— START LISTING —

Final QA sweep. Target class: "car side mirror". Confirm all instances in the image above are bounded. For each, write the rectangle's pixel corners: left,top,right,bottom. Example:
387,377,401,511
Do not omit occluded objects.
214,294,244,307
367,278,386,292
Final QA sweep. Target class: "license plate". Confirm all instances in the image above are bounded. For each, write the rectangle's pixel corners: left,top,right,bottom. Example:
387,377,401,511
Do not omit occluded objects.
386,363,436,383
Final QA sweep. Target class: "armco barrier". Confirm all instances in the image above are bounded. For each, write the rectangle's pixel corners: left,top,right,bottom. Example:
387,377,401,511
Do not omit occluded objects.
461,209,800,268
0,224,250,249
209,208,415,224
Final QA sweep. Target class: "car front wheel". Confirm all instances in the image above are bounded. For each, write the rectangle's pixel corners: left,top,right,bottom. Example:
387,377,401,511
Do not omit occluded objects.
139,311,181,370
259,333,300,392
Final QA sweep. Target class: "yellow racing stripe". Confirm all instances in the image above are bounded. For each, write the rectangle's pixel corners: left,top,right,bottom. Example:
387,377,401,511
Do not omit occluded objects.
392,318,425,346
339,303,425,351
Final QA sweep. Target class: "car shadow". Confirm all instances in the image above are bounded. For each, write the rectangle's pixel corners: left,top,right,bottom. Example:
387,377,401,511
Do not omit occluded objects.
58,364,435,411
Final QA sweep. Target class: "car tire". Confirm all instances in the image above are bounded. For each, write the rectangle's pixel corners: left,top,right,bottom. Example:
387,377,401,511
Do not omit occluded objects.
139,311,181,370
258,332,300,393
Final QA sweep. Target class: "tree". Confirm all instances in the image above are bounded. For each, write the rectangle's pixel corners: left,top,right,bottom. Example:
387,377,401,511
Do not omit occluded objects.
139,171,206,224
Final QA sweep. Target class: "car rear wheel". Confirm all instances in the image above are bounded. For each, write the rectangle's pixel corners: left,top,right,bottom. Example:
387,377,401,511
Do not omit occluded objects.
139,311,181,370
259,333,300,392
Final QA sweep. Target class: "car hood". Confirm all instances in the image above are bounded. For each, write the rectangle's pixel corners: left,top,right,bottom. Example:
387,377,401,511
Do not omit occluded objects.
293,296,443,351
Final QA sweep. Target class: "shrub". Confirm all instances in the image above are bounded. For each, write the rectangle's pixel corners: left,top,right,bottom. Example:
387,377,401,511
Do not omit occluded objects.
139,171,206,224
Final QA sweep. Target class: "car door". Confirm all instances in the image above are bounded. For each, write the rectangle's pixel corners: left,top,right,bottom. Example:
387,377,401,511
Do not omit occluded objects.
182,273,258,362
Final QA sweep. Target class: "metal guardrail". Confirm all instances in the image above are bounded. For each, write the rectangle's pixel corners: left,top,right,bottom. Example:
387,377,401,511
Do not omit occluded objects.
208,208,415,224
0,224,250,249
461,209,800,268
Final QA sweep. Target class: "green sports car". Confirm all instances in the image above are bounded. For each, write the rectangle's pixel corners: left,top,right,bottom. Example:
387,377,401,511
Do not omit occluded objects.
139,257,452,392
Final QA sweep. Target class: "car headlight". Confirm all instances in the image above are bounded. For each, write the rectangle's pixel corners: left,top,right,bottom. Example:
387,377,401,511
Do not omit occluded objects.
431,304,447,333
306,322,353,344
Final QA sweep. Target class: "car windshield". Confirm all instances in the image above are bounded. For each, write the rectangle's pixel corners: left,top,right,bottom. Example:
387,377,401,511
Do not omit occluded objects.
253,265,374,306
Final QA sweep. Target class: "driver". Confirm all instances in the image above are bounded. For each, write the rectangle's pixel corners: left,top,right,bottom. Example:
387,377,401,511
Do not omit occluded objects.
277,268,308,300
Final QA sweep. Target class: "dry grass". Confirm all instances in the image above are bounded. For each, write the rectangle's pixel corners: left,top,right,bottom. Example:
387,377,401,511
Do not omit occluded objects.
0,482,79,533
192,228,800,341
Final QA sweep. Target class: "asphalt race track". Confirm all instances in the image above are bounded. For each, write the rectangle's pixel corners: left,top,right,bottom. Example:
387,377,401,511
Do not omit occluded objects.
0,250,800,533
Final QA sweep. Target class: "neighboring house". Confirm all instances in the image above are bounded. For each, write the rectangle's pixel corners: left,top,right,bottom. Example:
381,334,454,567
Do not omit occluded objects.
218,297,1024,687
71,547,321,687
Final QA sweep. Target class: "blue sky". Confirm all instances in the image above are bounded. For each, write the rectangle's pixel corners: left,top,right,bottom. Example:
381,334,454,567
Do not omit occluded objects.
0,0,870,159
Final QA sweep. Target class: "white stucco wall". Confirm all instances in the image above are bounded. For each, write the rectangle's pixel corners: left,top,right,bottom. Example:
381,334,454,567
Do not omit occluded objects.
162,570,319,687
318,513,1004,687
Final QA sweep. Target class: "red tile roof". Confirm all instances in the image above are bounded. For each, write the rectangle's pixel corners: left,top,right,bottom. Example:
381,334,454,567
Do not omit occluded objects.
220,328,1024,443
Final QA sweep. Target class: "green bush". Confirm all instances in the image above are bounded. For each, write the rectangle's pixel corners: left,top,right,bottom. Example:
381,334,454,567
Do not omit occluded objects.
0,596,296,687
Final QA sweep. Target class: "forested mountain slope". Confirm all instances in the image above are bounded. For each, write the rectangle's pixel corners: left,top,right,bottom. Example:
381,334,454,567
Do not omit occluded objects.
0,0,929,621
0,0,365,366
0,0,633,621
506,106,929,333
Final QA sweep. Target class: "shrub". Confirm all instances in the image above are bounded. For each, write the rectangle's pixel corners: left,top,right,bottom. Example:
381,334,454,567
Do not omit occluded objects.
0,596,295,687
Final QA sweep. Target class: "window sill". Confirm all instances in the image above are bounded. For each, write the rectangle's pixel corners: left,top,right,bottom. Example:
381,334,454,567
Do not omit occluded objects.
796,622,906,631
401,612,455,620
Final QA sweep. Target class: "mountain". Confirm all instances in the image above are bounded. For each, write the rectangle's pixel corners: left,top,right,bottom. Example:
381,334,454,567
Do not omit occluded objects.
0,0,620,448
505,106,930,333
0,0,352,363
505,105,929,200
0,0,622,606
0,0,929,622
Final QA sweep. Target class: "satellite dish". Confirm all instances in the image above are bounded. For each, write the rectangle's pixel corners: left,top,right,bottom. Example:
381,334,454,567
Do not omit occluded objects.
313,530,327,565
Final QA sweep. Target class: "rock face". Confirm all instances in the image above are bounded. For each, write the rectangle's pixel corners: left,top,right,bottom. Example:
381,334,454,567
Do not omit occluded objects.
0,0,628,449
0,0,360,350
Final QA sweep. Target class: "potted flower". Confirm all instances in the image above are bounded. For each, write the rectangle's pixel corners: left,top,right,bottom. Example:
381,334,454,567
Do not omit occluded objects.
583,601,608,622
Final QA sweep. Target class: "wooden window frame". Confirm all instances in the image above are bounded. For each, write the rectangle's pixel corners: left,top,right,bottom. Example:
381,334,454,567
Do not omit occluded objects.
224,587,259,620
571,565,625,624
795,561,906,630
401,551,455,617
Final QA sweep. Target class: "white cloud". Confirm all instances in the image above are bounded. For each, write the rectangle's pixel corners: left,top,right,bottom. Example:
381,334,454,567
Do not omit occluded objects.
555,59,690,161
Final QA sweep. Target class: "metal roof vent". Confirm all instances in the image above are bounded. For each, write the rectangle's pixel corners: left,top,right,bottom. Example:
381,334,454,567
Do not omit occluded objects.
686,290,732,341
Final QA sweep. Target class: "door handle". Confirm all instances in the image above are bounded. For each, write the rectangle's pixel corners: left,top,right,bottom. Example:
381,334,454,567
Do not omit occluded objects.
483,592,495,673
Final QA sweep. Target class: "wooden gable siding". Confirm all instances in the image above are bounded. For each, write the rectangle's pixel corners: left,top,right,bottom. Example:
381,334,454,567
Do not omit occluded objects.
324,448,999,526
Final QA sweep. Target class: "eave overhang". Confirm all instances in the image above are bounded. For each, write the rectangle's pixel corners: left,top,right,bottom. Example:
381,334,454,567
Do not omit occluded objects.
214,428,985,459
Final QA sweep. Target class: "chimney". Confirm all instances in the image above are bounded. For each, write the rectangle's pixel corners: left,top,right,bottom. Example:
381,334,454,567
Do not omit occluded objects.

— END LISTING —

# YOUR INSTRUCTIONS:
Arrange everything from the start of the listing above down to the line containing "209,208,415,224", inclusive, as a Markdown table with columns "No." and "Text". Number each line in order and leave out blank lines.

# IN RESPONSE:
| No. | Text |
|---|---|
| 1 | Final QA sweep. Target class: "car side mirror". Confirm all instances in the image above are bounded. For each, write the rectangle's pixel corners: left,top,right,bottom. Example: |
| 2 | 387,377,401,511 |
| 3 | Do not omit occluded objects. |
| 4 | 214,294,244,307 |
| 5 | 367,278,386,292 |
| 6 | Final QA sweep. Target class: "license plate". Confirm all instances in the image above are bounded. For each, write the rectangle's pixel corners: left,top,right,bottom. Example: |
| 7 | 387,377,401,511 |
| 8 | Do not omit occluded objects. |
| 9 | 386,363,436,383 |
| 10 | Final QA sweep. Target class: "armco barrier". Confirm all instances in the image above are bounded. For each, write the rectangle's pixel corners: left,top,right,bottom. Example: |
| 11 | 387,377,401,511 |
| 12 | Do not omit occluded objects. |
| 13 | 461,209,800,268 |
| 14 | 0,224,250,249 |
| 15 | 209,208,415,224 |